[BEGIN ENTRIES SUPPLIED]

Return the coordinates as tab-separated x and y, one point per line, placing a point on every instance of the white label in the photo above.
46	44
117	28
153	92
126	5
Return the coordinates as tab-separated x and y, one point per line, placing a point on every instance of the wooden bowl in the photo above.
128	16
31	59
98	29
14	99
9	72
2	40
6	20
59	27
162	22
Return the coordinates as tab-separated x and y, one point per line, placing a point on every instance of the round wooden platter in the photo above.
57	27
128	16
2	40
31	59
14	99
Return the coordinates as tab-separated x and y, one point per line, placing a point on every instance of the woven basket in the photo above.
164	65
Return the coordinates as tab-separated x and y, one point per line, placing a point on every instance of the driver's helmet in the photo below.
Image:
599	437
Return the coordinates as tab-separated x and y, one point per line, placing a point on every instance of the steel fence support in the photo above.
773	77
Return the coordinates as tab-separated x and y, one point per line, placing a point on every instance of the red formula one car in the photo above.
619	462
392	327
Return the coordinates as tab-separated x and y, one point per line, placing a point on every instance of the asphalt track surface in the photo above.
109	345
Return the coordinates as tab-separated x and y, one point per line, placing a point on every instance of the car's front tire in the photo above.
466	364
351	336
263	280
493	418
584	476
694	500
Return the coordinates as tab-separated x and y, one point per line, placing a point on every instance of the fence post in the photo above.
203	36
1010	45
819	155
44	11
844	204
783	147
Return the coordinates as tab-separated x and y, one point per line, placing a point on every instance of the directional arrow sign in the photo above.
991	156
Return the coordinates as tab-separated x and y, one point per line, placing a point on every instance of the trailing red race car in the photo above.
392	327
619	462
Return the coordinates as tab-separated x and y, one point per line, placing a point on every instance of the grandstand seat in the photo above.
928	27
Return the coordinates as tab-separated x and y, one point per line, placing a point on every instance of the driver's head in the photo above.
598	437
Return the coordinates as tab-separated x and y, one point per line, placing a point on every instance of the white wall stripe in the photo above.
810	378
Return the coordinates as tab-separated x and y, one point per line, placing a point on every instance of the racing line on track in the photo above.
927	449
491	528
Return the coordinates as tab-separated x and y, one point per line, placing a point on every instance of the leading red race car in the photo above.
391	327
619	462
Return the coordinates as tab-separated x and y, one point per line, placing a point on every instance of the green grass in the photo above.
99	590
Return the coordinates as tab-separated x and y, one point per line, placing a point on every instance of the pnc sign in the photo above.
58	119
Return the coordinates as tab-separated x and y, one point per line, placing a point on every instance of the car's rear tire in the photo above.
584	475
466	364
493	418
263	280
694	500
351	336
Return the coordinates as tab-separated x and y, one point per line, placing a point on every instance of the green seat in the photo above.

[END ENTRIES SUPPLIED]

» **WHAT TO WORK ON**
Copy all of the records above line for line, with no changes to any wording.

» **RESPONSE TO THIS TASK**
Return the coordinates as tab-separated x and y, one point per line, placing a point on every instance of the white label in the photo above.
46	44
117	28
153	92
126	5
Return the coordinates as tab-separated x and y, one point per line, placing a point on every instance of the wooden bowl in the photo above.
128	16
31	59
98	29
14	99
9	72
2	40
6	20
59	27
162	22
Return the coordinates as tab-separated x and y, one point per line, placing a point on every instance of the round wooden platter in the photo above.
57	27
128	16
2	40
31	59
14	99
Return the coordinates as tab-separated x and y, one point per line, placing a point on every instance of the woven basket in the photo above.
164	65
Return the coordinates as tab-separated x and y, one point per line, placing a point on every instance of the driver's helmet in the photo below.
Image:
599	437
Return the coordinates as tab-separated x and y, one point per line, placing a point on every instance of the steel fence support in the photo above.
773	77
Return the coordinates as tab-separated x and y, one point per line, placing a point on every instance of the red formula one car in the photo above.
619	462
392	327
Return the coordinates as tab-separated x and y, one point per line, placing a point on every instance of the asphalt track surface in the photo above.
109	345
Return the coordinates as tab-separated x and y, one point per line, placing a point on every instance of the car's front tire in the photo above.
466	364
351	336
263	280
493	418
584	476
694	500
Return the coordinates as tab-separated x and y, one point per line, placing a point on every instance of the fence post in the photo above.
203	36
1010	45
819	155
44	11
844	204
783	147
Return the coordinates as tab-separated x and y, one point per line, placing a point on every instance of the directional arrow sign in the photo above.
991	156
Return the coordinates as tab-separated x and y, one point per line, placing a point on every instance of the trailing red race car in the photo above.
392	327
619	462
Return the coordinates as tab-separated x and y, one point per line, placing a point on every instance of the grandstand seat in the photo above.
928	27
Return the coordinates as tab-separated x and y, one point per line, placing a point on every instance of the driver's head in the photo above.
598	437
Return the coordinates as tab-separated x and y, one point per line, placing a point on every instance of the white wall stripe in the photo above.
810	378
Return the coordinates as tab-separated x and y, one point per line, placing a point on every instance of the racing line on track in the photo above.
927	449
491	528
Return the coordinates as tab-separated x and y, one point per line, placing a point on every instance of the leading red race car in the photo above.
391	327
619	462
Return the coordinates as tab-separated x and y, one point per line, placing a point on every instance of the green grass in the photo above.
99	590
Return the coordinates as tab-separated x and y, one point per line, placing a point on every instance of the pnc sign in the photo above.
58	119
Return the coordinates as tab-separated x and y, one point per line, placing a point on every instance of the car's rear tire in the photo above.
584	475
466	364
493	418
263	280
694	500
351	336
Return the coordinates as tab-separated x and y, one point per line, placing a point on every instance of the green seat in the photo above.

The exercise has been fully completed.